--- 本文 ---
========================================

李登輝元総統に関し、7月28日の夜半から出所不明の危篤説が流れ、果ては死亡説まで飛び交いました。昨日の午前中は蔡英文・総統、頼清徳・副総統、蘇貞昌・行政院長という大物3人が入院されている台北栄民総医院にお見舞いに駆けつけたことで、大手通信社がこの見舞いを「病状悪化」と断じて報じたこともあり、混乱に拍車をかけてしまったようです。
出所不明の危篤説は完全なフェイクニュースですが、この大手通信社のニュースはどのように病状が悪化したのかを一言も説明していないのですから、勇み足というより誤報またはフェイクニュースと言ったほうがいいかもしれません。
本誌でもたびたび李登輝元総統が入院されたことをお伝えしてきました。李元総統は今年2月8日夜、牛乳の誤飲により咳が止まらず、吐き気を訴えたことから、掛かり付けの台北栄民総医院(台北市北投区石牌路)に搬送、入院されました。
その後の経過は順調で、2月17日付の中央通信社は「食事や生活リズムなどは全て正常」と伝えるも「肺湿潤があり、肺炎を起こすのを防ぐため、病院で経過観察を続けている。医師からは感染防止策として、面会を断るよう言われているという」と報じています。武漢肺炎が蔓延したため、面会は家族に限定され、その状態はいまも続いています。
2月23日には李登輝基金会の王燕軍・秘書長が会見し「当初の肺浸潤から肺炎に進行したと説明。李氏が心臓病を患っているため、肺炎治療のための強い抗生剤を使うことはできないと説明し、弱い薬で治療を続けていると話した。意識ははっきりしているという」(中央通信社)と伝えられました。
現在も容態は安定し、意識もはっきりされているものの肺炎の状態は続いているそうで、時事通信は「蔡氏が自ら見舞うことにより、李氏が治療中であることをアピールしたものとみられる」と伝えています。
—————————————————————————————–入院中の李登輝氏見舞う=台湾総統【時事通信:2020年7月29日】
【台北時事】台湾総統府は29日、蔡英文総統が同日、台北の病院に入院中の李登輝元総統(97)を見舞ったと発表した。
李氏は体調を崩し今年2月から長期入院しているが、28日夜にインターネットなどで「死亡説」が流れ、報道陣が病院に殺到。蔡氏が自ら見舞うことにより、李氏が治療中であることをアピールしたものとみられる。

========================================

--- 取り組む課題 ---
• 1. 本文によると、李元総統が2月8日夜に入院することになったきっかけは何か。
• 2. 本文の「李登輝元総統に関し、7月28」から「とみられる」と伝えています。」までを、末尾の語句も含めて一字一句変えずに出力せよ。

--- 与えられた項目 ---
========================================

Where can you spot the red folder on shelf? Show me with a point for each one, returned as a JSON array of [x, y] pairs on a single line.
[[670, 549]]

========================================

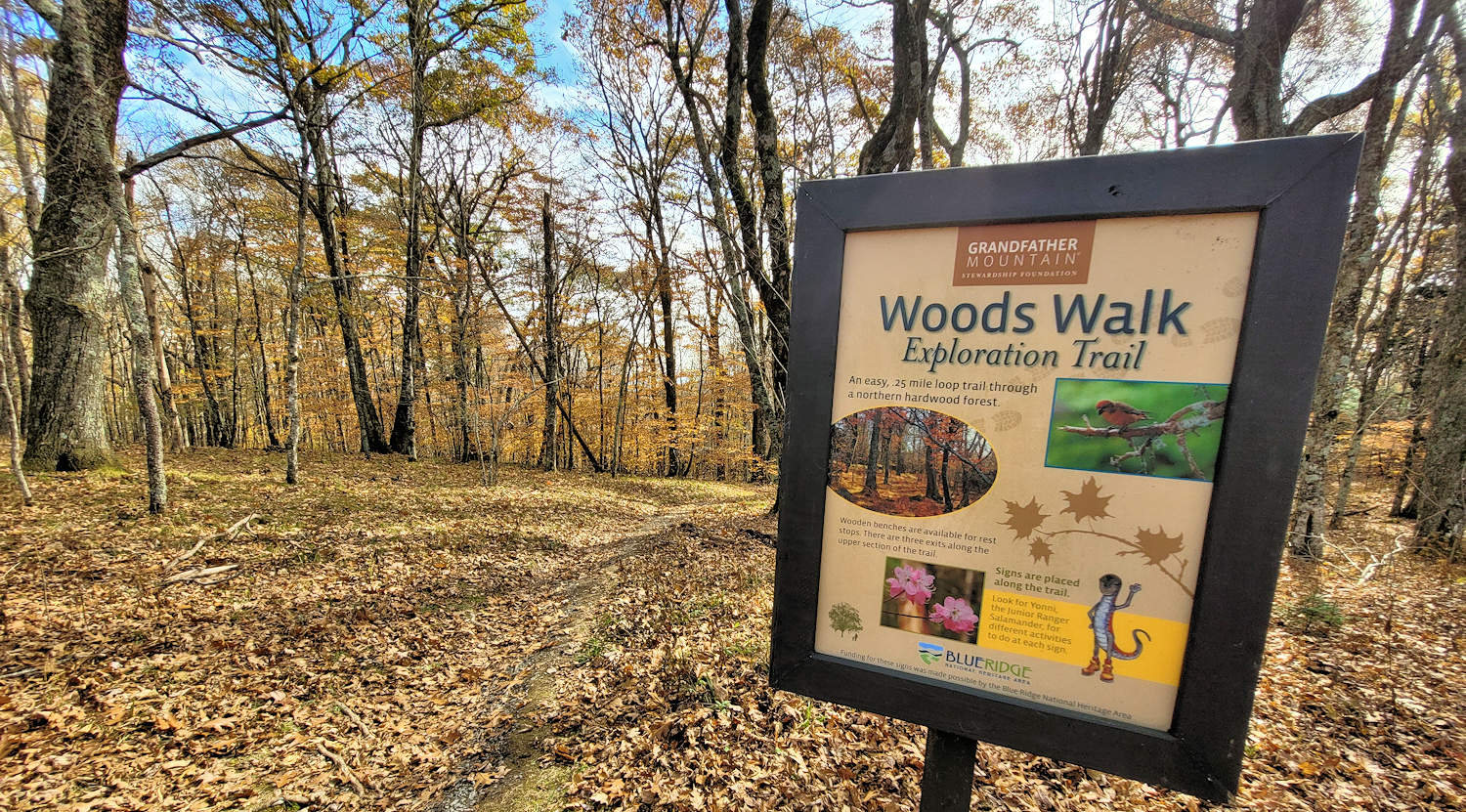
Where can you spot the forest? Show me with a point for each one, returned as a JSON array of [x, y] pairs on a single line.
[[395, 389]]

========================================

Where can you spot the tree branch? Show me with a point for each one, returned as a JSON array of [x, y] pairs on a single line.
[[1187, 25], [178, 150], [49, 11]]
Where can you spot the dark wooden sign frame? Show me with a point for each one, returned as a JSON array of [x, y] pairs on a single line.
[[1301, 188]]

========================================

--- 課題別の解答 ---
• 1. 牛乳の誤飲で咳が止まらなくなり、吐き気を訴えたことである。

• 2.
李登輝元総統に関し、7月28日の夜半から出所不明の危篤説が流れ、果ては死亡説まで飛び交いました。昨日の午前中は蔡英文・総統、頼清徳・副総統、蘇貞昌・行政院長という大物3人が入院されている台北栄民総医院にお見舞いに駆けつけたことで、大手通信社がこの見舞いを「病状悪化」と断じて報じたこともあり、混乱に拍車をかけてしまったようです。
出所不明の危篤説は完全なフェイクニュースですが、この大手通信社のニュースはどのように病状が悪化したのかを一言も説明していないのですから、勇み足というより誤報またはフェイクニュースと言ったほうがいいかもしれません。
本誌でもたびたび李登輝元総統が入院されたことをお伝えしてきました。李元総統は今年2月8日夜、牛乳の誤飲により咳が止まらず、吐き気を訴えたことから、掛かり付けの台北栄民総医院(台北市北投区石牌路)に搬送、入院されました。
その後の経過は順調で、2月17日付の中央通信社は「食事や生活リズムなどは全て正常」と伝えるも「肺湿潤があり、肺炎を起こすのを防ぐため、病院で経過観察を続けている。医師からは感染防止策として、面会を断るよう言われているという」と報じています。武漢肺炎が蔓延したため、面会は家族に限定され、その状態はいまも続いています。
2月23日には李登輝基金会の王燕軍・秘書長が会見し「当初の肺浸潤から肺炎に進行したと説明。李氏が心臓病を患っているため、肺炎治療のための強い抗生剤を使うことはできないと説明し、弱い薬で治療を続けていると話した。意識ははっきりしているという」(中央通信社)と伝えられました。
現在も容態は安定し、意識もはっきりされているものの肺炎の状態は続いているそうで、時事通信は「蔡氏が自ら見舞うことにより、李氏が治療中であることをアピールしたものとみられる」と伝えています。